:: Цитируемый текст ::
────────────────────
Иначе говоря, если от индивидуального события абстрагировать особенные изменяющиеся черты, то остальные черты предстанут перед нами в различных случаях выхода этого события как общие2. Причем эти общие черты их являются столь же реальными, как и черты индивидуальные3. Именно на этой реальной структурной особенности событий основана возможность классификации их на роды и виды, возможность образования видовых и общих родовых понятий. Именно эта их особенность является внешним выражением единообразия и закономерности событий1.

Однако теория абстрагирования сама по себе только констатирует факт существования общего ядра событий. Но не выясняя его характера, она не может в достаточной мере выяснить и природу закономерности. Уже по одному этому, помимо других соображений, разбором которых мы не можем заняться здесь2, было бы трудно удовлетвориться теорией абстрагирования. Какое же в таком случае истолкование закономерности можно принять?

Когда мы говорим о единичном событии (вещи или явлении), то необходимо помнить, что самое понятие единичного события глубоко относительно. Каждое единичное событие (вещь или явление) никогда не дано как таковое. В действительности оно, с одной стороны, представляет из себя связную своеобразную совокупность составляющих его элементов, с другой - входит как элемент в связные совокупности более объемлющего характера. Иначе говоря, оно выступает одновременно и как целое, и как часть более широкого целого3.

Опираясь на эту идею, строение конкретного мира можно представить себе в виде последовательно усложняющихся сфер событий: каждая следующая сфера или ее отрезок представляет из себя своеобразное целое, своеобразную совокупность большого числа элементов, каковыми являются события (вещи, явления) нижестоящих предшествующих сфер.
────────────────────
:: Перечень данных ::
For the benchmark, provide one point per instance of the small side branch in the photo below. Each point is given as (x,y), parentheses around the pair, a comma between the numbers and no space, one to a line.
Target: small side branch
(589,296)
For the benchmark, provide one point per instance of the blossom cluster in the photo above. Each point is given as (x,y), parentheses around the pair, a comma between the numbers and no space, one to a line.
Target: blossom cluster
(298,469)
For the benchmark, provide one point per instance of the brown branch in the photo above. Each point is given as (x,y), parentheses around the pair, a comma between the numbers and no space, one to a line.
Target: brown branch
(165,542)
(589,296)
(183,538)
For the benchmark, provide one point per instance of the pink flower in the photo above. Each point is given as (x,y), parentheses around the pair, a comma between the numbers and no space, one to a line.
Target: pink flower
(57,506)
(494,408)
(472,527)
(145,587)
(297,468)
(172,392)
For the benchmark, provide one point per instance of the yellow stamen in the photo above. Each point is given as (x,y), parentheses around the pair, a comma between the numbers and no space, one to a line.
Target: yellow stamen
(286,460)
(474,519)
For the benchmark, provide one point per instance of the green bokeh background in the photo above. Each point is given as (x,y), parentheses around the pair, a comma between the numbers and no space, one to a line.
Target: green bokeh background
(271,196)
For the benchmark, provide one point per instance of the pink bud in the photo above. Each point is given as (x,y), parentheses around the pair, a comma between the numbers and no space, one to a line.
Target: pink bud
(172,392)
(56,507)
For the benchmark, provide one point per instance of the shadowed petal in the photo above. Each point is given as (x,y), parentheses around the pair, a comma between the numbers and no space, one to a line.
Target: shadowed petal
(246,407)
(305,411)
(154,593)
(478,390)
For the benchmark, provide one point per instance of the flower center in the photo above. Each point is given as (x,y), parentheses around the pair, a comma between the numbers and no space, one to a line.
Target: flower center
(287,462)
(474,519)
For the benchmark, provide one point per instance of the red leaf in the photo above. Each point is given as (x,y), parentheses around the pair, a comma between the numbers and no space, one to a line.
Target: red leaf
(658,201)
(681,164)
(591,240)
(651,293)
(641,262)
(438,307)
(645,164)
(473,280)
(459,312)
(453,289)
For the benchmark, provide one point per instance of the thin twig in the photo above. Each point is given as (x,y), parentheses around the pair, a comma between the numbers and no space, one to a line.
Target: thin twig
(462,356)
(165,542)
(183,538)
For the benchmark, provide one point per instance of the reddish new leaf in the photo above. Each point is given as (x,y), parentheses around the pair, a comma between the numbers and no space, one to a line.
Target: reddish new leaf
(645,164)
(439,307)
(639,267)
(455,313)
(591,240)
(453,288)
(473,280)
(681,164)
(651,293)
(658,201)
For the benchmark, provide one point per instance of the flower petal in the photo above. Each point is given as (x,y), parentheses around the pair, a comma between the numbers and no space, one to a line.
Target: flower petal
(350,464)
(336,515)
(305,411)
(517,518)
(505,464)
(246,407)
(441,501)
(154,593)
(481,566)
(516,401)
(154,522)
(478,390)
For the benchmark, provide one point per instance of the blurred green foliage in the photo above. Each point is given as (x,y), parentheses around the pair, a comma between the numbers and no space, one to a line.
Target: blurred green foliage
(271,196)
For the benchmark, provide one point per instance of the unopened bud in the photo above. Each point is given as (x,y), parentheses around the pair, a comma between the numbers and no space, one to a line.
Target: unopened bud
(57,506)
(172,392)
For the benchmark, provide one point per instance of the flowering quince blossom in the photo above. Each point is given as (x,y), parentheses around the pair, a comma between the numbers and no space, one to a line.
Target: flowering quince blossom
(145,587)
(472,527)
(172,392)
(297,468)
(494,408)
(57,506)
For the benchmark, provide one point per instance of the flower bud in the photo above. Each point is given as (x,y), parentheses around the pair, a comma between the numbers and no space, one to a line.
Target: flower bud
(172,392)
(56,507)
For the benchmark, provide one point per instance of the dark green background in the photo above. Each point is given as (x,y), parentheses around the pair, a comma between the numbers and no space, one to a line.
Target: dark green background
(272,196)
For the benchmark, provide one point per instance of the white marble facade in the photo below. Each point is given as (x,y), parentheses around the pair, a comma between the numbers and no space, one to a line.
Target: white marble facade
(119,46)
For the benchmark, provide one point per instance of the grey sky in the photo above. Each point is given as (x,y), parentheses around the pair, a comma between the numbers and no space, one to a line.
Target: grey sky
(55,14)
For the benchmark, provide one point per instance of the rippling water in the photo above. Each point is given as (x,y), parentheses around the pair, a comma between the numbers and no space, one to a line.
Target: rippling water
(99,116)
────────────────────
:: Что нужно сделать ::
• A. По цитируемому тексту объясните в одном–трех предложениях, почему теория абстрагирования не устраивает автора.
• B. Ответьте кратко на вопросы по цитируемому тексту, пометив ответы теми же знаками.
(i) На чем основана возможность классификации событий на роды и виды?
(ii) Как одновременно выступает каждое единичное событие?
(iii) В каком виде можно представить себе строение конкретного мира?

:: Ответы по порядку ::
• A. Теория абстрагирования сама по себе лишь констатирует факт существования общего ядра событий, но не выясняет его характера. Поэтому она не может в достаточной мере выяснить и природу закономерности.

• B.
(i) На реальной структурной особенности событий: если абстрагировать особенные изменяющиеся черты, остальные черты предстают как общие.
(ii) И как целое, и как часть более широкого целого.
(iii) В виде последовательно усложняющихся сфер событий.